[[ Text block open ]]

How do I determine the linear part of a force-displacement curve?
Ältere Kommentare anzeigen
I have a force-displacement graph (the attached file) and I want to find out exactly at what point the linear portion of the graph ends. Please see the picture for more clarification.
I've already smoothed out the curve, so it is noiseless.
I did a quick search but couldn't find anything useful.
Any help would be highly appreciated.
Akzeptierte Antwort
Star Strider
am 19 Aug. 2020
Try this:
T1 = readtable('Moein M force-displacement.xlsx');
T1.Properties.VariableNames = {'Force','Displacement'};
ThrVal = 2.5E+11;
[TF,Sl,Ic] = ischange(T1.Displacement, 'linear','Threshold',ThrVal);
Idx = find(TF);
figure
plot(T1.Force, T1.Displacement)
hold on
plot(T1.Force(Idx(1)), T1.Displacement(Idx(1)), '+r')
hold off
grid
text(T1.Force(Idx(1)), T1.Displacement(Idx(1)), sprintf('\\leftarrowLinear Region End:\n Force = %10.8f\n Displacement = %10.2f', T1.Force(Idx(1)), T1.Displacement(Idx(1))), 'HorizontalAlignment','left', 'VerticalAlignment','top')
producing:
Experiment with ‘ThrVal’ to get the result you want. The value I chose appears to do what you want, however it may need some minor adjustments.

[[ Text block closed ]]

▶ [What you have to do] Pick up the forum thread about finding where the linear part of a force-displacement curve ends, and continue it from its last sentence.

[[ Record excerpts open ]]

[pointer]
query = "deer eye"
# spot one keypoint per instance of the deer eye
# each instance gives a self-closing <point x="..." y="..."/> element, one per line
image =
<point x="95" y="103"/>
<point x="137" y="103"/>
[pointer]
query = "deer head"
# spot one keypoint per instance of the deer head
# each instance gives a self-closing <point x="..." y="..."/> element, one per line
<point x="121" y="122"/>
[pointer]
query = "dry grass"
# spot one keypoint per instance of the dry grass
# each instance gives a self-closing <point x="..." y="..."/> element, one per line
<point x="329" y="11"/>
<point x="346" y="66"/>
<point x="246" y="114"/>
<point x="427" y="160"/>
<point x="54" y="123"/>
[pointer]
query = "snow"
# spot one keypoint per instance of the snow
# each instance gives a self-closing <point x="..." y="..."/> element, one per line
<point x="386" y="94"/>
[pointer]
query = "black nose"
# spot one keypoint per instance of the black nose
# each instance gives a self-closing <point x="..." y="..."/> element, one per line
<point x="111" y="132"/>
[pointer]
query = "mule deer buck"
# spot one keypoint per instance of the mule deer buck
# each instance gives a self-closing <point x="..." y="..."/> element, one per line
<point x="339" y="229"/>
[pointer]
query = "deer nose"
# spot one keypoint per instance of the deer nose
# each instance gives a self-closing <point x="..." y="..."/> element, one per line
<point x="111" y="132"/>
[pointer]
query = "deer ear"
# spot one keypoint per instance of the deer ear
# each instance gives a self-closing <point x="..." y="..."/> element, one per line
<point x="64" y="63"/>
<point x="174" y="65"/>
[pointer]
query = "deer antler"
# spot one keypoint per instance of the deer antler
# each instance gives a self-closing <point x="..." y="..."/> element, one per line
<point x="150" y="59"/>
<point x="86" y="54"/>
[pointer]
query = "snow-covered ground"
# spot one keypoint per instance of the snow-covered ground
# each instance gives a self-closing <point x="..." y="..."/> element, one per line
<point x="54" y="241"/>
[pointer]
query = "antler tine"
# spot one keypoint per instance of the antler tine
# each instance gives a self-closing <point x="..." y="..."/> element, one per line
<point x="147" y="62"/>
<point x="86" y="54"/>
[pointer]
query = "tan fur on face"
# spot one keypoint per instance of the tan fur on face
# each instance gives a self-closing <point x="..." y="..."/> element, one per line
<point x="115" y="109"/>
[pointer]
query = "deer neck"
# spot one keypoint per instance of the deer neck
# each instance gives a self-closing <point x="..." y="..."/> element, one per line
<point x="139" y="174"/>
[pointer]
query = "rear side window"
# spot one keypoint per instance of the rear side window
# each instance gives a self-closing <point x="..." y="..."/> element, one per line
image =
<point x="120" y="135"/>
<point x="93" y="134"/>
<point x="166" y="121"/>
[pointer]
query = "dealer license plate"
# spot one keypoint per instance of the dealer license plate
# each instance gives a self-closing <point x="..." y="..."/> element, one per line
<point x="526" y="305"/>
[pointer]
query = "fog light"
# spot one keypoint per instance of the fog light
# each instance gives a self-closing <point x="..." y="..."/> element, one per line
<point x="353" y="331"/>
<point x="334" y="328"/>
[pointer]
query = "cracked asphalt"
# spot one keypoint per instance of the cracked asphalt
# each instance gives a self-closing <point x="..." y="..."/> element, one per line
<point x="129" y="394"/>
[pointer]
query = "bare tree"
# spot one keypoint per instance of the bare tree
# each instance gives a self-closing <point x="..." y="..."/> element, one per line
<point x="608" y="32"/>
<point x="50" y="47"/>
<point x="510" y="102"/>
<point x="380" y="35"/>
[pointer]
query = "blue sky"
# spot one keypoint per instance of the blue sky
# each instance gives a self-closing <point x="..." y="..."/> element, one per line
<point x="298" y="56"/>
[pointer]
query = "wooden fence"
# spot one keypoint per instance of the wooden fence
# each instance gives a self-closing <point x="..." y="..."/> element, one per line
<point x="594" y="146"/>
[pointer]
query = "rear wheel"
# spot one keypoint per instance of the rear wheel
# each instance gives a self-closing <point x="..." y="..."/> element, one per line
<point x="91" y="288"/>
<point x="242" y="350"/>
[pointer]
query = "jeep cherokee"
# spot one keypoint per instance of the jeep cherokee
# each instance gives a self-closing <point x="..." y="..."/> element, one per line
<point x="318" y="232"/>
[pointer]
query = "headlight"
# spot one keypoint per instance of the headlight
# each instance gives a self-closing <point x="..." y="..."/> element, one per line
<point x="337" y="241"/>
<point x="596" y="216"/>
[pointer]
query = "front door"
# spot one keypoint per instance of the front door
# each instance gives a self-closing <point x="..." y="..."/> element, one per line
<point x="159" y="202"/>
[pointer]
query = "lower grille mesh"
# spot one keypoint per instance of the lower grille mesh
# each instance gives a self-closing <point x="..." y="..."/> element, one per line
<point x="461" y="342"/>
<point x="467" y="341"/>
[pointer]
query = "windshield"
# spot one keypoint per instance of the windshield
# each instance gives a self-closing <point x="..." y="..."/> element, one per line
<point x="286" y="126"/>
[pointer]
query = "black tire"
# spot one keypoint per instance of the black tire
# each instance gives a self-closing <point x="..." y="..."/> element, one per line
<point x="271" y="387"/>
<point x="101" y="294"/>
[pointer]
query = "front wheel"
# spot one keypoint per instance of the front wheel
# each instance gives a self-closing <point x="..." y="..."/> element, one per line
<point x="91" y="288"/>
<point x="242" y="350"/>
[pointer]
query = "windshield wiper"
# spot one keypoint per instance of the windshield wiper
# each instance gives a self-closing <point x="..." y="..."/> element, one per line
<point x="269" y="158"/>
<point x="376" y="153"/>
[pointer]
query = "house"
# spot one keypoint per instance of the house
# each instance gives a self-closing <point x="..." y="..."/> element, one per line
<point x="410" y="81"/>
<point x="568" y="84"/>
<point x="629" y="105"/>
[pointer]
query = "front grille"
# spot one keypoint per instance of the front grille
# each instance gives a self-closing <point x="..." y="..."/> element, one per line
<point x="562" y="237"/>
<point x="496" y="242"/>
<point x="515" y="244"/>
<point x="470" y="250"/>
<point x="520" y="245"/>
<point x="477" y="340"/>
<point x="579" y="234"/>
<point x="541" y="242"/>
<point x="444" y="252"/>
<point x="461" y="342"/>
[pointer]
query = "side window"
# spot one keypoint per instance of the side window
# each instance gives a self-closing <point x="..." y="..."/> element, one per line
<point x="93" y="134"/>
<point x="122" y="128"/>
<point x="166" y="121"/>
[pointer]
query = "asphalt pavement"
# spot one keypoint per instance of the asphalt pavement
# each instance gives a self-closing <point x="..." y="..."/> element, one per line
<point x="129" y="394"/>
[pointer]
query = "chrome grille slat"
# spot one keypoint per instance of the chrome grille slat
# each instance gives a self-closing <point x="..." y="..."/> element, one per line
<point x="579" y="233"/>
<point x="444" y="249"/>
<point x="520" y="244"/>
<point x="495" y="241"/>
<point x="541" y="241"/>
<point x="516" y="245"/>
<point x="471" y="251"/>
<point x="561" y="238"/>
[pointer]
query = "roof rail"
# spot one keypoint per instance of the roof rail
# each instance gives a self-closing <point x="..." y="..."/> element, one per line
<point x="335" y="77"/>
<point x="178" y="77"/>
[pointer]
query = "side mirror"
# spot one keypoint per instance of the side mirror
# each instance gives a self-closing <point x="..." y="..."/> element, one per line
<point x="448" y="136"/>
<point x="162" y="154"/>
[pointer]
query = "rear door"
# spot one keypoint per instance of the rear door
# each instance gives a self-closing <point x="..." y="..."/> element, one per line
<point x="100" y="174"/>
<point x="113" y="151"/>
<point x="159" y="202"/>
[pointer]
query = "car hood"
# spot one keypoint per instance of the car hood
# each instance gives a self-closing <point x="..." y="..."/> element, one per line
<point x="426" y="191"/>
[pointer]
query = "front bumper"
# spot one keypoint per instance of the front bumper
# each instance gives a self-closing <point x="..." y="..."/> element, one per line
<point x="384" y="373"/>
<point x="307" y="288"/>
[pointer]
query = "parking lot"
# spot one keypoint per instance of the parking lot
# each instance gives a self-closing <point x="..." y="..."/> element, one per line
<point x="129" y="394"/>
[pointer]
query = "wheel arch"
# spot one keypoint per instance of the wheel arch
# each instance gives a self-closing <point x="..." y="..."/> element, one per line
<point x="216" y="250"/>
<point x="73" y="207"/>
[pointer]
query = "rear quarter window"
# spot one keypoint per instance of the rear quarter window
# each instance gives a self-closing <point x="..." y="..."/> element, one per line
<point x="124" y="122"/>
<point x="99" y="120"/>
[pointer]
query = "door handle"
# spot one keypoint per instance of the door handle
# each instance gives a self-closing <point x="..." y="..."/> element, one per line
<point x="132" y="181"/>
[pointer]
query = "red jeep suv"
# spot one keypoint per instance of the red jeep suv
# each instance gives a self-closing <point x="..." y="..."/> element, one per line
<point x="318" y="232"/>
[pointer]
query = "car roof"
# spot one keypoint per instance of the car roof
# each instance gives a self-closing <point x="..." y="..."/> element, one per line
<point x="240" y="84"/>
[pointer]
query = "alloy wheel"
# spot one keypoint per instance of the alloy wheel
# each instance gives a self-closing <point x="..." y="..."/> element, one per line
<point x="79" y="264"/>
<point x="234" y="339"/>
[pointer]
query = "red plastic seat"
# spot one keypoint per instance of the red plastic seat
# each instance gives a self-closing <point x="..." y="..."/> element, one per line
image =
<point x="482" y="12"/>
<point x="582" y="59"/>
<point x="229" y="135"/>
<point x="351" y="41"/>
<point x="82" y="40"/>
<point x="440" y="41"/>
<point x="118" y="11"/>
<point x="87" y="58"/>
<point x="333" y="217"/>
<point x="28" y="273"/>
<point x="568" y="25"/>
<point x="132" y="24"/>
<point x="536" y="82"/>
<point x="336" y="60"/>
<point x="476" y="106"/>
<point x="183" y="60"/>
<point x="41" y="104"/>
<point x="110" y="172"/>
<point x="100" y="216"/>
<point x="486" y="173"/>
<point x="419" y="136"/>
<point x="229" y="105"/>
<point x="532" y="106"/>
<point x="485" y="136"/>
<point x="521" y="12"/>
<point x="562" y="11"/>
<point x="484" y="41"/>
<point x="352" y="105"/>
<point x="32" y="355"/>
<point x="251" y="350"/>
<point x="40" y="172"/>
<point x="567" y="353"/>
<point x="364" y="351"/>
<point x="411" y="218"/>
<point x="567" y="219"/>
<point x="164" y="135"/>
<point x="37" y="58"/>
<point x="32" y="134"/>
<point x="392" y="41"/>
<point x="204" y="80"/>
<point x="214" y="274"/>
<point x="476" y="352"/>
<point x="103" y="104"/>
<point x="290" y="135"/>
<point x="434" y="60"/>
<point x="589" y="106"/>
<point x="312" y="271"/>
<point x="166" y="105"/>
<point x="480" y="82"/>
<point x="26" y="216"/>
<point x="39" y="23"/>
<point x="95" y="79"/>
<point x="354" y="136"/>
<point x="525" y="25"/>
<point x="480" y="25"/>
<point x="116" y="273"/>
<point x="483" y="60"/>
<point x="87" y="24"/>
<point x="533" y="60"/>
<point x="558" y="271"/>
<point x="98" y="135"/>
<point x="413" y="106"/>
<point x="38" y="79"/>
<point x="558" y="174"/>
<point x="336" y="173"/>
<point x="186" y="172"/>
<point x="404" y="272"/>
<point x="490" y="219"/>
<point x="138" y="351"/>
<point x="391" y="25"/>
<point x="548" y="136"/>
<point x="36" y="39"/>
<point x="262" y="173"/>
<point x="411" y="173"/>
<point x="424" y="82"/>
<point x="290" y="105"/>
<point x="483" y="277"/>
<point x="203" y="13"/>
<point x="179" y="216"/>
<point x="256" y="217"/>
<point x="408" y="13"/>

[[ Record excerpts closed ]]

▶ [Response for this exercise]
The ischange function was introduced in R2017b. Another option is the Signal Processing Toolbox findchangepts function (with different argumnents and behaviour), introduced in R2016a.
13 Kommentare
Moein M
am 19 Aug. 2020
Star Strider
am 19 Aug. 2020
As always, my pleasure!
schilakwad
am 15 Feb. 2021
Hi, how did you select this particular threshold value? I'm trying to do something very similar and am unsure of the appropriate ThrVal to go for.
Star Strider
am 15 Feb. 2021
schilakwad —
‘... how did you select this particular threshold value?’
I doubt that there is any specific way of actually approximating it through calculation. Note that I got all 3 outputs from ischange, so one of the criteria I use is the second one (slope, with the 'linear' option), plot it separately, and see where it changes, usually with respect to a tolerance. (I do not remember exactly how I arrived at the specific value of ‘ThrVal’ here.)
schilakwad
am 15 Feb. 2021
Thank you!
Marzieh Nodeh
am 10 Mai 2022
Hi
I`m tring to use these codes for my Load-displacment curve to determine the linear part of the curve but I receive the following error.
Could you please help me.
I attache the excel file. Thank you in advance.
plot(T1.Force(Idx(1)), T1.Displacement(Idx(1)), '+r')
hold off
grid
Index exceeds the number of array elements (0).
Zoe Man
am 25 Mai 2022
I'm also getting this issue where it says this so I checked what idx was and:
idx = 0x1 empty double column vector
index exceeds the number of array elements. Index must not exceed 0
Would you be able to help please?
Thanks
@Marzieh Nodeh (and probably @Zoe Man as well) — Change ‘ThrVal’ to a value that makes sense in the context of the data, then choose the appropriate element of ‘idx’. (I doubt that there is a way to make my code automatically adapt to the data.)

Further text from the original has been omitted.